The Year of the Dragon was celebrated in fine style in Newcastle's Chinatown. Despite the rain, vast crowds gathered in and around Stowell Street to enjoy the procession, the Lion and Dragon dances, Kung Fu demonstration, Ap Chow rowing and the ear-splitting firecrackers. The displays seem to improve every year.
Congratulations to Jimmy Tsang and the North East Chinese Association, Edmond Ng and his Choy Lee Fut Kung Fu Club and everyone else involved.
Oppenheimer 8 Barbie 0 – not the score of an American Football game, but the respective successes in the BAFTAs. The major winner was Oppenheimer winning awards for best film, best actor and best director. Reassuring that cinematic achievement was recognised over the highest grossing flimflam and also BAFTA avoided wokeish gesture-voting on the alter of inclusion.
The haunting Jonathan Glazer film The Zone of Interest was also rewarded, being the first to win both best British film and best film not in the English language. In German and based on a novel by Martin Amis, it depicts the Commandant of Auschwitz, Rudolf Höss and his wife Hedwig creating an idyllic family mansion, garden and swimming pool just outside the walls of the extermination camp.
Hedwig with banality enjoys the spoils from murdered victims. The film avoids showing what is happening in the camp but this is depicted by horrific sounds from over the wall, largely ignored in the Höss household. It creates a chilling atmosphere and demonstrates the way mass murderers can totally ignore the magnitude of their inhumanity.
The death of Alexei Navalny shows the horrors of modern totalitarian regimes which self-perpetuate and prevent opposition or criticism. Navalny became internationally well known for his attempts to challenge the evils and corruption of Putin’s regime.
The documentary about him revealed his optimism and courage. Having survived nerve agent poisoning, he chose to return to Russia to continue campaigning. Inevitably he was imprisoned and consigned to a Gulag in the Arctic where he died aged 47 in mysterious circumstances, his body not being released to his family. Hundreds of Russians have been detained for laying flowers for Navalny at a monument to victims of Soviet era oppression.

Extracted data —
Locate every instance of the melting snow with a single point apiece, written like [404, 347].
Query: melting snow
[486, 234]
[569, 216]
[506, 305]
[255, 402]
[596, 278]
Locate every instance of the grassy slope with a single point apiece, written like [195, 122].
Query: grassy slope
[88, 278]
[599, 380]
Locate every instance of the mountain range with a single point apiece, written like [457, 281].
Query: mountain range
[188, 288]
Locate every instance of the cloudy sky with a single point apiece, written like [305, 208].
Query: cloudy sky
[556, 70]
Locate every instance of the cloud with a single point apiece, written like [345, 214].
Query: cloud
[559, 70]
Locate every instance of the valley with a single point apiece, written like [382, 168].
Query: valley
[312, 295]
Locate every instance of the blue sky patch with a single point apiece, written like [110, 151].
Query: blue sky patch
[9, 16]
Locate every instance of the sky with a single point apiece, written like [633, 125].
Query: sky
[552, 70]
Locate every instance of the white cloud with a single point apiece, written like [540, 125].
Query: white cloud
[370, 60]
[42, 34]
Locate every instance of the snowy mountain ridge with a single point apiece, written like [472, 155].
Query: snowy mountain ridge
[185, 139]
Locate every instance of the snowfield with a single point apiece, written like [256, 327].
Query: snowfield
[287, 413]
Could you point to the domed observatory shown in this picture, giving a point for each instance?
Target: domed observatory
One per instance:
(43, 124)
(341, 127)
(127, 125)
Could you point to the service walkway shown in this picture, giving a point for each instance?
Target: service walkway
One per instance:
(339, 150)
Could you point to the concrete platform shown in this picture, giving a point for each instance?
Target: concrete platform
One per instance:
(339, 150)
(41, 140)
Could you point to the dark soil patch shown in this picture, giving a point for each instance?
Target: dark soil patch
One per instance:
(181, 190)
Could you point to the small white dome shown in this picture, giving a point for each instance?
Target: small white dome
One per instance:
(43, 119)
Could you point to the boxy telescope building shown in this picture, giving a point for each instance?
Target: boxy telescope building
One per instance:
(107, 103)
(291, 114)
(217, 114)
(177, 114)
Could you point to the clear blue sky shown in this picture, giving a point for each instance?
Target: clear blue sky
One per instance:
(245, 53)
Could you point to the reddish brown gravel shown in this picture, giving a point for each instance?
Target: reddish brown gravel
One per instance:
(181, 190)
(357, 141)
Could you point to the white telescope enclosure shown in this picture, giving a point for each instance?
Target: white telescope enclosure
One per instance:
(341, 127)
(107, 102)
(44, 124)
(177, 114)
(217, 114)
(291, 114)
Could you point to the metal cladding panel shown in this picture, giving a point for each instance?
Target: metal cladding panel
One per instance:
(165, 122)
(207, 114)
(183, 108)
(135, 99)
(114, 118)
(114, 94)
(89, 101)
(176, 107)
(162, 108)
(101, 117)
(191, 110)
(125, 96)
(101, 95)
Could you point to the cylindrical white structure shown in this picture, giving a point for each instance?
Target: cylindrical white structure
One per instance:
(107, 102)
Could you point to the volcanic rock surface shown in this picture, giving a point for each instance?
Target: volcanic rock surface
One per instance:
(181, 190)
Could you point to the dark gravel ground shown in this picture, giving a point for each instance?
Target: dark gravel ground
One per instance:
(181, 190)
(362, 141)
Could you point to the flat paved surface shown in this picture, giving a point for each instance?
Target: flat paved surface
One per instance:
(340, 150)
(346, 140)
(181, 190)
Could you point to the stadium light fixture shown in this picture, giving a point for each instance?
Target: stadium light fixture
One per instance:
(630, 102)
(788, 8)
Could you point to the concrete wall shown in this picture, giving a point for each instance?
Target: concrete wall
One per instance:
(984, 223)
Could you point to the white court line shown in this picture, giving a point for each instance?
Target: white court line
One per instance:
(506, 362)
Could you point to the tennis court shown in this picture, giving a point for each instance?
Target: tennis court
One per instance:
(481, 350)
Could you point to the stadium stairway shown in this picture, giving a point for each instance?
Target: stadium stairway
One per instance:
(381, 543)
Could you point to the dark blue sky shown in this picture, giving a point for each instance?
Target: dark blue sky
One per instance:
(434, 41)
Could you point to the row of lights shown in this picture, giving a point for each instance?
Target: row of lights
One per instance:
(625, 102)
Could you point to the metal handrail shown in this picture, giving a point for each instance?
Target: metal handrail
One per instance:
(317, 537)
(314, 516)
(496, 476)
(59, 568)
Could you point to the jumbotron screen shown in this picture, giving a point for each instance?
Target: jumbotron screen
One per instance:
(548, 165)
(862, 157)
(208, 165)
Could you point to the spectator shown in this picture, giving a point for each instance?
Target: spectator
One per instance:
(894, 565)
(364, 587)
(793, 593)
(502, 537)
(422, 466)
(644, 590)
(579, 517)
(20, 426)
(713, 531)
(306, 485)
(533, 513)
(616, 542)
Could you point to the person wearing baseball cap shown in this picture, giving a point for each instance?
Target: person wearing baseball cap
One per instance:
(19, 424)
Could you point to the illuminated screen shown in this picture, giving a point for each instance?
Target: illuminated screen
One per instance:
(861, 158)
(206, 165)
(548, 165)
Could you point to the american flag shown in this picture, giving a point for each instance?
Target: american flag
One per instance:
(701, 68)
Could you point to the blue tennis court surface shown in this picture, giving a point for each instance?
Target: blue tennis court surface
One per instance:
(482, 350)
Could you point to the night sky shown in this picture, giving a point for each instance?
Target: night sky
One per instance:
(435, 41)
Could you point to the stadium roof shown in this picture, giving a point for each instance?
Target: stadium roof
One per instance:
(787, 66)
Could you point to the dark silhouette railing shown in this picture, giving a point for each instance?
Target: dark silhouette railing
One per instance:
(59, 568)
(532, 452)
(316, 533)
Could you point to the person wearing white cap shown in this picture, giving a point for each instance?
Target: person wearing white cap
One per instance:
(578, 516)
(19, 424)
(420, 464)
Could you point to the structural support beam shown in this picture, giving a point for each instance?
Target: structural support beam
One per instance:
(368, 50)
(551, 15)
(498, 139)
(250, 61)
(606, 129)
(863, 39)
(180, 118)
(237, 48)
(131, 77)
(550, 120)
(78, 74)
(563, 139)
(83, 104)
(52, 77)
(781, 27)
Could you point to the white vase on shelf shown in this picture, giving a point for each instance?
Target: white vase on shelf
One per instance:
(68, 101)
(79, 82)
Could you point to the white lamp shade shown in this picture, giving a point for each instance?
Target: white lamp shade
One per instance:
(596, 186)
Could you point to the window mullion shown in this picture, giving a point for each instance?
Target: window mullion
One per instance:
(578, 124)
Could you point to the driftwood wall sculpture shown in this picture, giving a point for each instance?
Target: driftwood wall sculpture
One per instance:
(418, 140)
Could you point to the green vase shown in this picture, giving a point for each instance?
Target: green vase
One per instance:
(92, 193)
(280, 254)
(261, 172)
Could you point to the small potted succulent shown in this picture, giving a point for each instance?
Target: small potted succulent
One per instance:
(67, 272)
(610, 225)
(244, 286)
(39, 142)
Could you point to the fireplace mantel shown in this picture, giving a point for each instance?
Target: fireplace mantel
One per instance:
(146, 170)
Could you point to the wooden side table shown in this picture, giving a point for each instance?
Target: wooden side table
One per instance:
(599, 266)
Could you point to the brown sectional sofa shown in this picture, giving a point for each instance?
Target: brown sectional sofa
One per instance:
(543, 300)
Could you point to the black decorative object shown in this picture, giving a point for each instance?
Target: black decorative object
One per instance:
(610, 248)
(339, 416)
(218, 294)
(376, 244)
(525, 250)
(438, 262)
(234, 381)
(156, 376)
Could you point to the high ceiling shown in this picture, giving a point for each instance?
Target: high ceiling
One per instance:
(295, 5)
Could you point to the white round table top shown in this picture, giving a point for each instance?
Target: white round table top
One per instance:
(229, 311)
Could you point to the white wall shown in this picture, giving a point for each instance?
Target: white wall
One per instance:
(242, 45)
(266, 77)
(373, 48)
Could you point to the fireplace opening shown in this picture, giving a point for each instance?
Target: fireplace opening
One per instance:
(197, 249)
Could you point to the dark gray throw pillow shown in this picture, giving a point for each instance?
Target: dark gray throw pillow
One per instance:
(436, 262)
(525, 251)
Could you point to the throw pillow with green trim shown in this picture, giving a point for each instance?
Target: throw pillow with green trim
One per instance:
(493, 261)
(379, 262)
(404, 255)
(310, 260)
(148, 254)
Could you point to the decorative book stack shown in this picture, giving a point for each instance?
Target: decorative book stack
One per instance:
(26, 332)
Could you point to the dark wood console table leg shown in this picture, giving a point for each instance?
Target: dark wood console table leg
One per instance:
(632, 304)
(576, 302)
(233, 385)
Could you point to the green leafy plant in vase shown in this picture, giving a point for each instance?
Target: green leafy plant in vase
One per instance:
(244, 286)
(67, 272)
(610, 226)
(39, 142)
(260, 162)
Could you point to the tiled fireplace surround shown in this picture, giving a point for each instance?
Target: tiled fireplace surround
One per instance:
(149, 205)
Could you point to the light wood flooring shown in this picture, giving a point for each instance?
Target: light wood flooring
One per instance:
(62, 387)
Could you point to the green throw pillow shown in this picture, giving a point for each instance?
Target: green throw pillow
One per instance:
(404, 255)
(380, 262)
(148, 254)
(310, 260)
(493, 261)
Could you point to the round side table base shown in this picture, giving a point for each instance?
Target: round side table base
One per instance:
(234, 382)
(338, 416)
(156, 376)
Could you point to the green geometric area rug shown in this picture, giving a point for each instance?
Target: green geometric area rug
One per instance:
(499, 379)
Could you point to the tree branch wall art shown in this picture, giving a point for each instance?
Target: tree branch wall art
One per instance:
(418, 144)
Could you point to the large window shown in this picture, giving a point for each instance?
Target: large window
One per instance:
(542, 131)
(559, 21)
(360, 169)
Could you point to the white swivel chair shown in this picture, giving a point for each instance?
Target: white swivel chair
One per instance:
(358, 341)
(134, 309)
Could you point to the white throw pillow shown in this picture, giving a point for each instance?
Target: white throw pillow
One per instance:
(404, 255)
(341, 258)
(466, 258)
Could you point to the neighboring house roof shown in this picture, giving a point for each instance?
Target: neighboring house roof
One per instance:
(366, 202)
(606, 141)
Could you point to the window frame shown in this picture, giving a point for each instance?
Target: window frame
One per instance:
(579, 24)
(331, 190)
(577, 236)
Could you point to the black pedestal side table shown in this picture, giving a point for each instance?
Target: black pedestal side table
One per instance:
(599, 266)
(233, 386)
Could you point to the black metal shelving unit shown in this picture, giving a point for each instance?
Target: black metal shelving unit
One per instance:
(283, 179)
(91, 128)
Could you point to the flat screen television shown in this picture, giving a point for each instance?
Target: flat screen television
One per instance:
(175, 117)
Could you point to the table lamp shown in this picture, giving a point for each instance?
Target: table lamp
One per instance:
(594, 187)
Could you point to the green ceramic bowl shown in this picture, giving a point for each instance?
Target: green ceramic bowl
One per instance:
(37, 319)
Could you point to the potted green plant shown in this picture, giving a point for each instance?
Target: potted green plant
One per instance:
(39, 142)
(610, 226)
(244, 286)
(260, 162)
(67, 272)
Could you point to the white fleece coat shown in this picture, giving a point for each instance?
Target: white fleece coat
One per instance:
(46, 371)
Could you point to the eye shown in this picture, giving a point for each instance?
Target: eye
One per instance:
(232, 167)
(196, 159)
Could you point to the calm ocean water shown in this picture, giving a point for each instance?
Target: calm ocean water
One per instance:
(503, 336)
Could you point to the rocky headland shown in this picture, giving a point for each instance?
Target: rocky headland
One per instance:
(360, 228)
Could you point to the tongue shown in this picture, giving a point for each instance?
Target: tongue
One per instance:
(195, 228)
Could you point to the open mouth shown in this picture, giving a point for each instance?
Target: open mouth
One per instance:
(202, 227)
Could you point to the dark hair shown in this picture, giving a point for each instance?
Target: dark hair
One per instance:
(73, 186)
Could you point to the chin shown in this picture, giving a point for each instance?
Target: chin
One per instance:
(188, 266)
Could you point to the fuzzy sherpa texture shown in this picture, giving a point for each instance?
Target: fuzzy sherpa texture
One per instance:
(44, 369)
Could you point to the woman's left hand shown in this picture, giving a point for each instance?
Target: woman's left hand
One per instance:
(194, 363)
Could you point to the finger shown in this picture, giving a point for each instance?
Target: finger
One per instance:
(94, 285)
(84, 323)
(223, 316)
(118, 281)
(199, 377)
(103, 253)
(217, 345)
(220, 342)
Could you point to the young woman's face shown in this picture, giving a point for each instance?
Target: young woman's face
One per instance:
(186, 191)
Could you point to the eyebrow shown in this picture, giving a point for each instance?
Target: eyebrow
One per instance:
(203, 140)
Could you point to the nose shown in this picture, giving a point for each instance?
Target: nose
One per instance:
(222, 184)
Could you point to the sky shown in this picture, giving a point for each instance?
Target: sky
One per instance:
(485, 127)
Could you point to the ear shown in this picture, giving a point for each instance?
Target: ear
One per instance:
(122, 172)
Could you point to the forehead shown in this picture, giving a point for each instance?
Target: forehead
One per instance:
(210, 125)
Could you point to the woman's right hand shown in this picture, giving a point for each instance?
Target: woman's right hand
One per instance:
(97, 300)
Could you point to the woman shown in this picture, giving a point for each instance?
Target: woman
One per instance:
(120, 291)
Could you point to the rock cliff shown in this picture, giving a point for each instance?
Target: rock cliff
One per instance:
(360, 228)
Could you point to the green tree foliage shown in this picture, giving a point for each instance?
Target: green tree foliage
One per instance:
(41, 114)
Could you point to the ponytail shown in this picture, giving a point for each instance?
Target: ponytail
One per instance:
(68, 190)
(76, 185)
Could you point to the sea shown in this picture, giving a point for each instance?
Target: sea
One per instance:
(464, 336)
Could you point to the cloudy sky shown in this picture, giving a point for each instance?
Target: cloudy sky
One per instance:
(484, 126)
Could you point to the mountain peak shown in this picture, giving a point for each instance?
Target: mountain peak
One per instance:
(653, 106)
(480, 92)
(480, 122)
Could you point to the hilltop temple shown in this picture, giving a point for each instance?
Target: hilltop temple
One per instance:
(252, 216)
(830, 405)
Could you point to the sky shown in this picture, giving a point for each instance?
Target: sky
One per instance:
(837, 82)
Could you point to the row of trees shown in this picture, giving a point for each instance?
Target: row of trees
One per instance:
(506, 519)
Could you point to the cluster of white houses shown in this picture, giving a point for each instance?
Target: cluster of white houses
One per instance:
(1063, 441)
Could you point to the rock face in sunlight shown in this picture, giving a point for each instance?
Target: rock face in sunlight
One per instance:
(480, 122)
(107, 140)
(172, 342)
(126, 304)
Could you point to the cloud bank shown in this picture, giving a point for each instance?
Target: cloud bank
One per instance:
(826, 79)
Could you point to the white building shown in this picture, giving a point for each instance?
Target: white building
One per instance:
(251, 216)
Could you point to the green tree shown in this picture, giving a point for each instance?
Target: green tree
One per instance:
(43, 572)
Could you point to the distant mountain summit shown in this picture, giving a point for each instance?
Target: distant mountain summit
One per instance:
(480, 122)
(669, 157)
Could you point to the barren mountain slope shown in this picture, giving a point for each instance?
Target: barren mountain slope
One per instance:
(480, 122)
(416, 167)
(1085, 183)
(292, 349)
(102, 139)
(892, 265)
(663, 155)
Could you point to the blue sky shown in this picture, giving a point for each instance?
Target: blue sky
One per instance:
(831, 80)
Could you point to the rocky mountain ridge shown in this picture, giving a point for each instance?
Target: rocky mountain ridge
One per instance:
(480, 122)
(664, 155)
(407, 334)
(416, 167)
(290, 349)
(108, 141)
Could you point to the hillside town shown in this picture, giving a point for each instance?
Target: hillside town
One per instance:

What the exercise asks —
According to the column, which film was the first to win both best British film and best film not in the English language? The entries have nothing to do with the column.

Task response —
The Zone of Interest